**Exercise description:**
Restate the listing below word for word, omitting any images.

**Given information:**
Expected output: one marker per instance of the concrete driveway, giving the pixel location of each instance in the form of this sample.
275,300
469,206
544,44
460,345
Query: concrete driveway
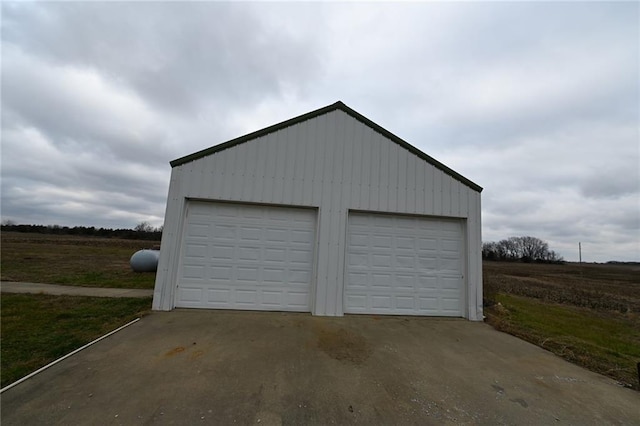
226,367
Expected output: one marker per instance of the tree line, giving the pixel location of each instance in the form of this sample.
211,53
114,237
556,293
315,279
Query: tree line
142,231
525,249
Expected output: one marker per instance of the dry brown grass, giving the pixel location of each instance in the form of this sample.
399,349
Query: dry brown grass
588,314
72,260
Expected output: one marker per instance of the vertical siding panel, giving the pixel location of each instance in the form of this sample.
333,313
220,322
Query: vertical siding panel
455,198
163,292
386,191
420,184
214,178
356,170
271,154
320,147
374,188
365,192
299,166
403,171
337,138
464,201
411,193
307,138
429,184
228,172
437,192
446,194
290,166
261,168
238,174
280,142
251,164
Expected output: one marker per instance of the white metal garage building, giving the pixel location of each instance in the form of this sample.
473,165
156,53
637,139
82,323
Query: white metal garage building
326,213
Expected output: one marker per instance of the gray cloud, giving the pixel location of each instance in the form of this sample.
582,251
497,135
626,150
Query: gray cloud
537,102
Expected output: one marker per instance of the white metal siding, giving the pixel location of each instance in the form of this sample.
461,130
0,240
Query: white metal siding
237,256
404,265
345,165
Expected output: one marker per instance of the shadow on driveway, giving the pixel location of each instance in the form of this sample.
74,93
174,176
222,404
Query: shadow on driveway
228,367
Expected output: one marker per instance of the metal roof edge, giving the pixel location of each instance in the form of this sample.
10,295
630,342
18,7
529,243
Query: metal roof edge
304,117
254,135
429,159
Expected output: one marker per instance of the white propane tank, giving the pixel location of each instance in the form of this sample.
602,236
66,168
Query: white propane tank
145,260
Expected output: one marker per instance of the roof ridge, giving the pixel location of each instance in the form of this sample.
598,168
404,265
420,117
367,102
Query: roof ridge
321,111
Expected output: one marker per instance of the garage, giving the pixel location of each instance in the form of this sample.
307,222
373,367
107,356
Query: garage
404,265
327,213
251,257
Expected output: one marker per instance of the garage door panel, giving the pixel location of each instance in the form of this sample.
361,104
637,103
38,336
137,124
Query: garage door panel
249,257
403,265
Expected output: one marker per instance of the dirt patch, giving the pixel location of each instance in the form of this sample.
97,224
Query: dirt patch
343,345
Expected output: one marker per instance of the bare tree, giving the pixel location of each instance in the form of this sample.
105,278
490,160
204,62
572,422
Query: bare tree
143,227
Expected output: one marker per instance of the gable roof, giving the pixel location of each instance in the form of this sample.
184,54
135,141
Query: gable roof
341,106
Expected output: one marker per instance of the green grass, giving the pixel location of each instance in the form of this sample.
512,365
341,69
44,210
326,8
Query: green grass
603,341
72,260
37,329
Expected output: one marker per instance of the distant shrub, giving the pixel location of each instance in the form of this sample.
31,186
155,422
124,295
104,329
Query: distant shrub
524,249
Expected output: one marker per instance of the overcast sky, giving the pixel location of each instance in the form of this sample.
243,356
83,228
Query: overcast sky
536,102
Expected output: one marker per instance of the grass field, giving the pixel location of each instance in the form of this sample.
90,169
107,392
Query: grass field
588,314
37,328
72,260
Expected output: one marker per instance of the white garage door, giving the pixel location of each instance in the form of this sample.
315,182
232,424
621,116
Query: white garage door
237,256
404,265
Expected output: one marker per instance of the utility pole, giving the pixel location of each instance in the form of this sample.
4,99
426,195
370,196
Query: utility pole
580,251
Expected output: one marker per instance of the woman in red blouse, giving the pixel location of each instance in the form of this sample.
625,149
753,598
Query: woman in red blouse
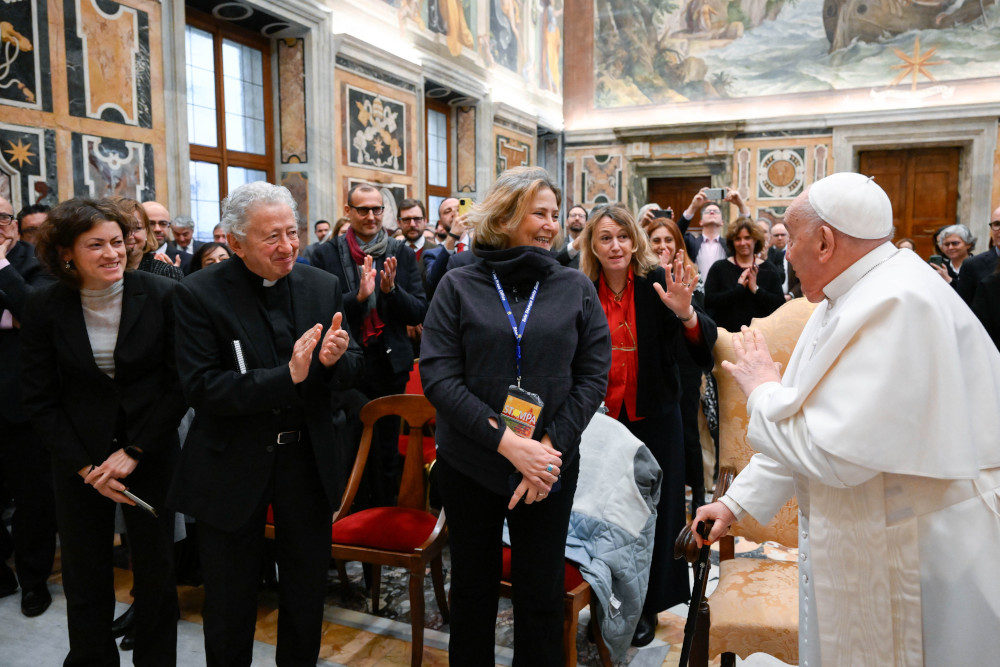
653,324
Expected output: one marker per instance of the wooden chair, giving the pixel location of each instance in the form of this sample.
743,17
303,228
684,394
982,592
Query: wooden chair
577,597
755,607
406,535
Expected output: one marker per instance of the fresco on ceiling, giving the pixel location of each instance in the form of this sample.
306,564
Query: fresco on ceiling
522,36
663,51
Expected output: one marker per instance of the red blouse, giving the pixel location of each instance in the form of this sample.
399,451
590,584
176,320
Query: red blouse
622,379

**Finished exercise:**
Expected output: one marker per instance of the concrete driveway, giving the pixel location of each instance in the form of this sample.
275,300
469,206
544,44
460,345
Query: concrete driveway
226,367
Expected output: one marker per instance of the tree line, giving the pixel location of each instance in the form of this sample.
211,53
114,237
556,293
315,279
Query: tree line
142,231
525,249
Expected output: one marker per instance of the dry brown grass, giving the pixel location of each instance in the form of this sample.
399,349
Query: dry brown grass
588,314
72,260
Expected output: one marker per instance of the vertical siding panel, giving the pixel location of each instance in the form of this sample.
333,313
220,322
Query: vertical siding panel
455,198
163,292
386,191
420,184
214,178
356,170
271,154
320,147
374,188
365,192
299,166
403,171
337,138
464,201
411,193
307,138
429,184
228,172
437,192
446,194
290,166
261,168
238,174
280,142
251,164
Expected output: one marker per instance of the white metal garage building, giving the pixel location of each instance in the form of this sample.
473,165
156,53
637,139
82,323
Query: white metal garage building
326,213
Expected output: one marker per instance of the gray cloud, giving the pixel location of each instance in the form of this sample.
582,251
497,135
626,150
Query: gray cloud
537,102
Expected output: one marker per instance of the white metal siding, giving the pixel location of each instance in the form of this sample.
461,130
0,240
Query: white metal siding
237,256
404,265
345,165
Expected output: one marker per instance of the shadow on driveway, giving the pixel location of each instance in the form of this sample.
74,93
174,176
222,404
Query: shadow on driveway
228,367
Expected output: one marker per instance of the metal roof edge, giving the pixel location of each instance in the form of this sample.
10,295
630,342
18,7
529,243
Query: metal roof edge
304,117
254,135
429,159
Expected output: one marker per instance of the white propane tank, giving the pixel location of each instance in the form of this sample.
602,236
66,168
Query: white propane tank
145,260
Expected output: one marker per instance of the roof ridge, giving the pixel location of each instance in the form of this sample.
598,168
404,265
420,117
367,102
Query: roof ridge
321,111
Expected output: one marker per instance of the garage, giving the pixel location of each instance in the form of this sample.
307,222
373,367
107,356
Query: garage
404,265
327,213
251,257
Expected output: one marker per instance of the garage door panel, giving the pixel location of each instance in the form of this sample.
361,104
637,103
38,336
137,124
Query: garage door panel
249,257
403,265
Expected output: one marker per instance of the dirt patch, giving the pixel location of each instance in the form of this sample.
97,224
Query: dirt patch
343,345
Expected output: one marker per instance of the bare tree, giving the pixel location of each instance in the form of this sample.
105,278
490,160
204,62
572,422
Query: bare tree
143,227
Expected output: one marker per instance of the gable roof, giving the pixel location of each instance in the form of this sample.
184,54
135,141
Query: gable roof
341,106
Expected output: one marker per instance of the green grass, giving the pixel location of each instance in the form of this sample.
512,365
341,69
44,210
326,8
Query: green grass
603,341
72,260
37,329
Expected output: one marker per instance of the distant shrub, giving the pixel location of each instance in the form of this sample.
31,186
155,422
124,295
104,329
Query: distant shrub
524,249
Expected output: one marker per instance of the overcast sky, giving the pixel location of each instance in the form of this sample.
243,356
83,228
Query: overcast sky
536,102
Expected output: one marker per instance of the grass field, giving the pixel location of each instance in the form of this sample.
90,169
107,392
Query: grass field
588,314
37,328
72,260
Expected output: one marker per instance of the white garage door, giving the pixel location of each instance in the form of this sample.
315,182
232,424
621,116
Query: white garage door
237,256
404,265
Expected output: one marker per instance of the utility pole, giving the pixel location of each instance in the form of this sample.
4,99
426,195
370,196
Query: utility pole
580,251
Expected output: one marker per instance of the woman in red blouse, giving the pixel location of each instance in the form of this sample.
625,149
753,598
Query: woman in red blouse
653,324
Expected output: one marker per instance of the wooden chair, giving the pixel location of each instance in the form of this sample.
743,17
303,228
684,394
982,592
Query: wooden chair
577,597
755,607
406,535
Expected output: one marker per instance of the fresco on ceiling, giving the pixel location of each instance in the form of this sample.
306,564
Query: fresco on ceiling
522,36
663,51
Expected output: one marker per instance of the red blouse, giving the pixel location of each instance in the form of this sample.
399,451
590,584
176,320
Query: red blouse
622,379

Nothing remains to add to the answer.